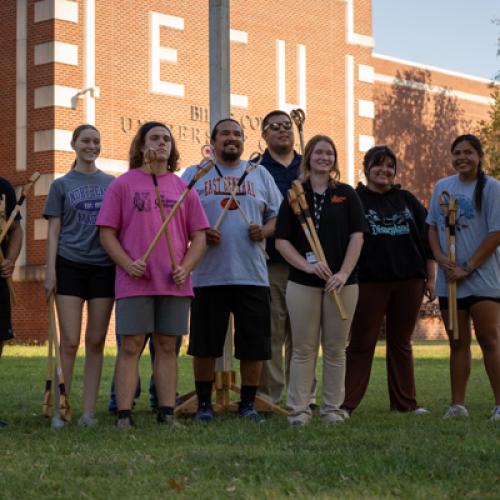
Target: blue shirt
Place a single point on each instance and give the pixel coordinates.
(283, 177)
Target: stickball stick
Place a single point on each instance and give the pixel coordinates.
(17, 208)
(253, 163)
(64, 408)
(320, 254)
(205, 166)
(149, 158)
(47, 406)
(299, 117)
(10, 284)
(448, 207)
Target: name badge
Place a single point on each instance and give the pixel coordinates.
(311, 258)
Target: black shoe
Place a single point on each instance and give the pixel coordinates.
(125, 423)
(205, 413)
(247, 411)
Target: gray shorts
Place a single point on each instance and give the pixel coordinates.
(164, 315)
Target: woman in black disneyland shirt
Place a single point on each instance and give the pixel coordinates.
(395, 269)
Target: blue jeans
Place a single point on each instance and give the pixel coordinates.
(153, 399)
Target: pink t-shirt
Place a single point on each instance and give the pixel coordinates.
(130, 207)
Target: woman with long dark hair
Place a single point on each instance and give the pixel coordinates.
(395, 268)
(153, 297)
(477, 268)
(78, 268)
(338, 217)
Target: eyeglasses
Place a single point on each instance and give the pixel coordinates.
(275, 126)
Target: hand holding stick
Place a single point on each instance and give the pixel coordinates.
(5, 227)
(149, 159)
(313, 237)
(205, 166)
(299, 117)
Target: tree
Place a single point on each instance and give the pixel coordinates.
(419, 126)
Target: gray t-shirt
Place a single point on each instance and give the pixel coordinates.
(237, 260)
(76, 198)
(471, 229)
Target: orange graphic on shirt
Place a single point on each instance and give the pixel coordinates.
(232, 203)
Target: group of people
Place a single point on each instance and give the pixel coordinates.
(381, 253)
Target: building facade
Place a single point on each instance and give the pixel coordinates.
(117, 63)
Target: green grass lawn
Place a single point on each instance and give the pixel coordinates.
(375, 454)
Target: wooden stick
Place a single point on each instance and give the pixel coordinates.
(301, 198)
(17, 208)
(149, 158)
(203, 168)
(294, 204)
(452, 221)
(47, 406)
(10, 284)
(299, 117)
(448, 208)
(64, 408)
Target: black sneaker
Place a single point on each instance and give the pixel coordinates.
(205, 413)
(168, 420)
(125, 423)
(247, 411)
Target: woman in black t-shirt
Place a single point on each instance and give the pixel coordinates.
(395, 268)
(339, 221)
(11, 247)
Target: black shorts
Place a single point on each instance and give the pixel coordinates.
(210, 309)
(84, 280)
(466, 303)
(5, 320)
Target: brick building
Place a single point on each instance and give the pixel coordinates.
(115, 64)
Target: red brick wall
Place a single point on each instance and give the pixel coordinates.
(122, 74)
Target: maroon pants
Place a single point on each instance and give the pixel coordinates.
(399, 302)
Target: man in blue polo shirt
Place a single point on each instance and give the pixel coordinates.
(282, 162)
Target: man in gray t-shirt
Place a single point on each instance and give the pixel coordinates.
(232, 275)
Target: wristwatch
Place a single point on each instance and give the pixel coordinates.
(467, 268)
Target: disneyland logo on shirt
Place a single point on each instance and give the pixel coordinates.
(87, 200)
(394, 225)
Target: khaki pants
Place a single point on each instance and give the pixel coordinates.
(313, 311)
(276, 371)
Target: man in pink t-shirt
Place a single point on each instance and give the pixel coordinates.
(153, 297)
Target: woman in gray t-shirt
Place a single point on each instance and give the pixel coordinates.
(78, 268)
(477, 267)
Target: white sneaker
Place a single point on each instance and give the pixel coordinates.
(420, 411)
(87, 421)
(495, 414)
(456, 411)
(332, 418)
(57, 422)
(344, 414)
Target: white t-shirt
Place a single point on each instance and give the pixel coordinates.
(471, 229)
(237, 260)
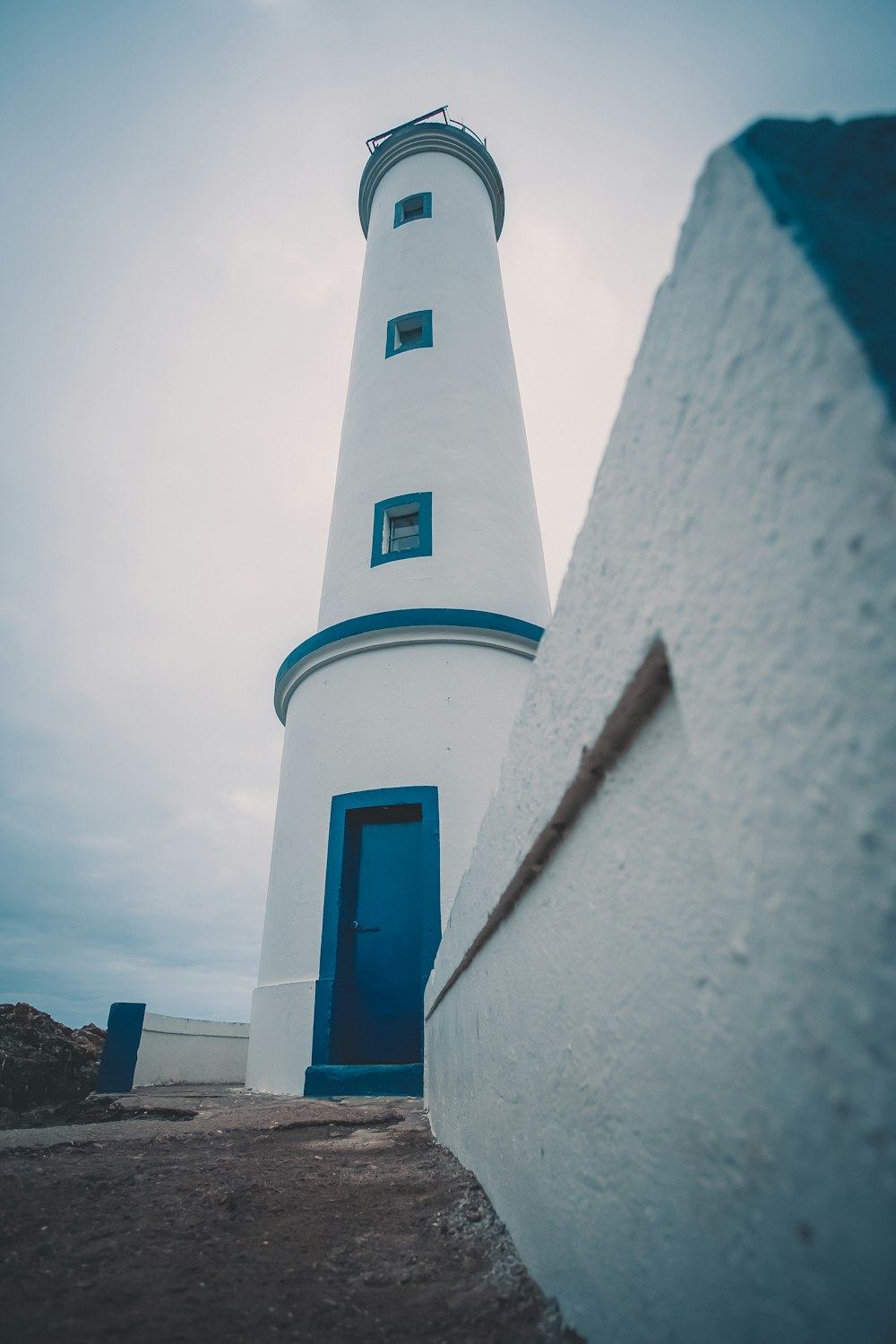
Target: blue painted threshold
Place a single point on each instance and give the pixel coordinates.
(120, 1051)
(365, 1081)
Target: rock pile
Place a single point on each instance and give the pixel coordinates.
(43, 1064)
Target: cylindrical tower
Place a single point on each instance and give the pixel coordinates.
(398, 710)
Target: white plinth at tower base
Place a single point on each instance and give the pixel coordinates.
(398, 710)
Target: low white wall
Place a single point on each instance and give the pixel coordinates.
(672, 1062)
(188, 1050)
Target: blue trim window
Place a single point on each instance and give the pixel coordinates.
(410, 331)
(414, 207)
(402, 527)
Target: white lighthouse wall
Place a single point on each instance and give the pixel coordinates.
(672, 1066)
(445, 418)
(410, 715)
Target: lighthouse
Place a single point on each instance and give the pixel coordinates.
(398, 709)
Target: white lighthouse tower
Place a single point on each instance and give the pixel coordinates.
(398, 710)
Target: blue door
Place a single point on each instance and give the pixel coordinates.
(378, 969)
(382, 926)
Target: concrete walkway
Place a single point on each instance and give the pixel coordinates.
(218, 1214)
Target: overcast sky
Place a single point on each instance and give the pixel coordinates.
(180, 260)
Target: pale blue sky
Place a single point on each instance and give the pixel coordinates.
(180, 260)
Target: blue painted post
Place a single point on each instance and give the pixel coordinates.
(120, 1053)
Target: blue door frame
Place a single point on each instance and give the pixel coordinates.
(346, 814)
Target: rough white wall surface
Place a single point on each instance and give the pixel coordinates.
(672, 1064)
(188, 1050)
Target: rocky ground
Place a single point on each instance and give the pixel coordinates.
(43, 1064)
(242, 1218)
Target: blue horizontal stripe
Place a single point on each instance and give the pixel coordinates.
(409, 617)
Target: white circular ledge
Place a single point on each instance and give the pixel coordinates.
(392, 629)
(432, 137)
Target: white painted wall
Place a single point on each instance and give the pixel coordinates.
(672, 1064)
(188, 1050)
(445, 419)
(430, 714)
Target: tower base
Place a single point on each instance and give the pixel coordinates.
(365, 1081)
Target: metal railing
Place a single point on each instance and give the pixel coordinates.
(375, 142)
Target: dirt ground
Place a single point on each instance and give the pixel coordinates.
(252, 1218)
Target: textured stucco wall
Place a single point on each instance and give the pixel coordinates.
(190, 1050)
(672, 1064)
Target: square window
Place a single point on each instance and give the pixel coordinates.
(410, 331)
(402, 527)
(405, 529)
(414, 207)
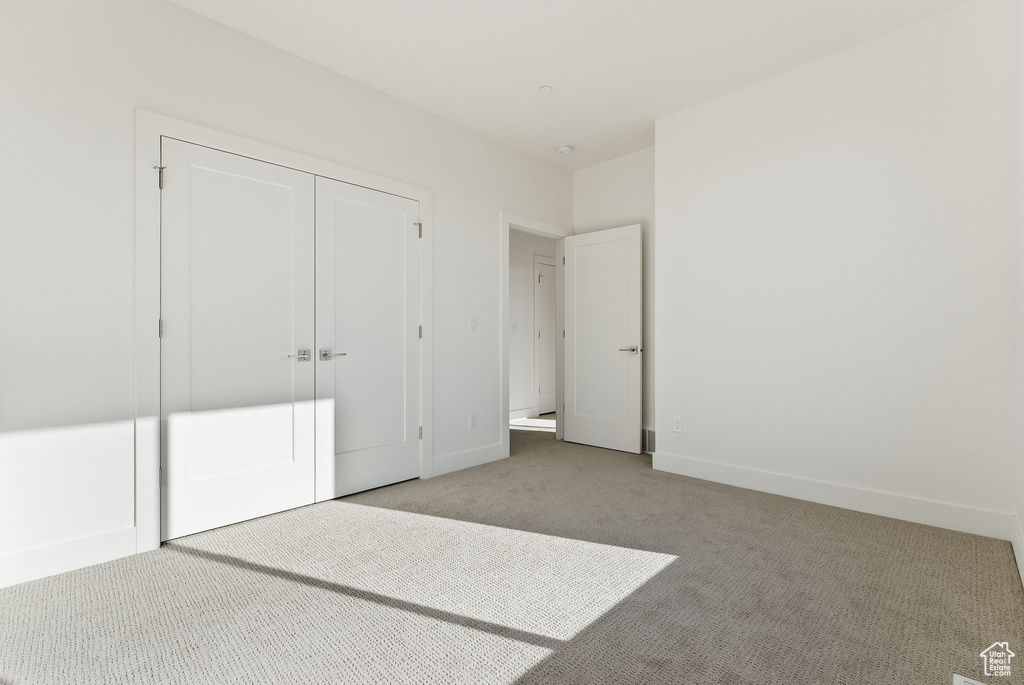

_ _ _ _

Omit any images, then output the listing exactly.

Target: blue shirt
Place a single point on each instance and give the pixel coordinates.
(283, 177)
Target: stickball stick
Place a single point on each instance and give the pixel coordinates.
(17, 208)
(253, 163)
(64, 408)
(320, 254)
(205, 166)
(149, 158)
(47, 406)
(299, 117)
(10, 284)
(448, 207)
Target: name badge
Place a single point on each instance and give the pixel coordinates.
(311, 258)
Target: black shoe
Place a single point on each instance and give the pixel coordinates.
(125, 423)
(205, 413)
(247, 411)
Target: gray shorts
Place a single point on each instance and give the pixel coordinates.
(164, 315)
Target: woman in black disneyland shirt
Place a single point on each instance and give the pixel coordinates.
(395, 269)
Target: blue jeans
Place a single point on each instance and give the pixel coordinates.
(153, 399)
Target: pink t-shirt
Place a single point on each instance and give the pixel coordinates.
(130, 207)
Target: woman with long dark hair
Place a single point on each instance and give the pixel coordinates.
(395, 268)
(153, 297)
(477, 268)
(78, 268)
(338, 217)
Target: eyeglasses
Place a single point on each instance and give the pixel coordinates.
(275, 126)
Target: hand holding stick
Place a single point on each instance and give the pixel coordinates.
(5, 227)
(149, 159)
(313, 237)
(205, 166)
(299, 117)
Target: tree
Place a single point on each instance and give the pixel coordinates.
(419, 126)
Target: gray t-shirt
Place a single point on each instance and give the pixel coordinates.
(237, 260)
(76, 198)
(471, 229)
Target: orange graphic on shirt
Place a single point on each instance and give the pixel coordinates.
(232, 203)
Target: group of people
Place a single point on each instance and give the pixel coordinates.
(381, 253)
Target: building facade
Place a single point on each instance and give the pixel coordinates.
(117, 63)
Target: green grass lawn
Place a single point on each instance and give the pixel coordinates.
(375, 454)
Target: wooden stick
Place a single point on each instance and give the pixel coordinates.
(301, 198)
(17, 208)
(149, 158)
(203, 168)
(294, 204)
(452, 221)
(47, 406)
(10, 284)
(299, 117)
(448, 208)
(64, 408)
Target: black sneaker
Place a single point on each instance and give the pixel coordinates.
(205, 413)
(168, 420)
(125, 423)
(247, 411)
Target: woman in black t-shirt
Place a single point on each instance and give the pixel coordinates.
(395, 268)
(339, 221)
(11, 247)
Target: black shorts
Place a single point on each instance and give the pixel coordinates.
(210, 309)
(84, 280)
(466, 303)
(5, 320)
Target: brick building
Place a single point on each instance and give the pixel coordinates.
(115, 64)
Target: red brick wall
Place a single point on each instance and give the pixel coordinates.
(122, 74)
Target: maroon pants
Place a single point on each instance and give the pixel coordinates.
(399, 302)
Target: man in blue polo shirt
Place a single point on each instance and give the pixel coordinates.
(282, 162)
Target: man in gray t-shirt
Place a single point on each instance and give the pixel coordinates.
(232, 275)
Target: wristwatch
Place a single point on each instance and give the pixel coordinates.
(467, 268)
Target: disneyland logo on shirt
Place a single point on each instance and give the pixel coordinates.
(87, 200)
(394, 225)
Target: khaki pants
Place a single point on each instance and give the pixel coordinates.
(313, 311)
(276, 371)
Target: man in pink t-shirt
Place a single point on each instance and give the pixel coordinates.
(153, 297)
Target: woman in gray t-shirt
Place a single point on each instance and give the pixel coordinates.
(78, 268)
(477, 267)
Target: white sneaker
Place a single point on each instance and give the pixel coordinates.
(420, 411)
(87, 421)
(495, 414)
(456, 411)
(332, 418)
(57, 422)
(344, 414)
Target: white t-shirt
Place a single point on each instance and give the pixel coordinates.
(471, 229)
(237, 260)
Target: blue painted threshold
Place a single point on each instance and give the pixel coordinates.
(120, 1051)
(365, 1081)
Target: rock pile
Place a single point on each instance and give the pixel coordinates.
(43, 1064)
Target: cylindrical tower
Place a single point on each instance and give the pixel coordinates.
(398, 710)
Target: white plinth at tower base
Place a single point on each instance and give the pixel coordinates.
(398, 710)
Target: low white wall
Place a single point on each instance and give the pixel coordinates.
(672, 1062)
(188, 1050)
Target: blue trim window
Place a single point on each instance and give the pixel coordinates.
(410, 331)
(414, 207)
(402, 527)
Target: white lighthouse wall
Place a single point on each instance and give the pixel coordinates.
(672, 1066)
(445, 418)
(410, 715)
Target: lighthouse
Place a single point on each instance and give the pixel coordinates.
(398, 709)
Target: white lighthouse tower
Place a single point on each instance and give the pixel coordinates.
(398, 710)
Target: blue door
Place a single point on each instance and give the pixel coordinates.
(378, 969)
(382, 926)
Target: concrete walkway
Place a single point on each instance and give the pixel coordinates.
(218, 1214)
Target: overcast sky
Place a single point on each instance and give the pixel coordinates.
(180, 260)
Target: pale blue sky
Place a single point on each instance and give the pixel coordinates.
(180, 260)
Target: blue painted post
Place a single point on each instance and give the pixel coordinates.
(120, 1053)
Target: blue door frame
Place a single point on each instance and give the pixel coordinates.
(346, 814)
Target: rough white wall surface
Place a single point on each instance and give the pixel coordinates.
(672, 1064)
(188, 1050)
Target: rocky ground
Place a single point on each instance and give the pixel coordinates.
(43, 1064)
(242, 1218)
Target: blue horizontal stripe
Place a single point on each instance and give the pixel coordinates.
(409, 617)
Target: white circular ledge
Place a single point on each instance and give the pixel coordinates.
(392, 629)
(432, 137)
Target: white painted wall
Place a single point on each instance and give the pixel coordinates.
(672, 1064)
(188, 1050)
(445, 419)
(430, 714)
Target: tower base
Place a single point on each instance and give the pixel coordinates.
(365, 1081)
Target: metal railing
Place a single point on each instance and give the pixel coordinates.
(375, 142)
Target: dirt ground
Place a single point on each instance and give the pixel coordinates.
(252, 1218)
Target: textured stucco wall
Place a single point on each instance and give the pixel coordinates.
(190, 1050)
(672, 1064)
Target: square window
Place a single point on each instance and give the pixel coordinates.
(410, 331)
(402, 527)
(405, 529)
(414, 207)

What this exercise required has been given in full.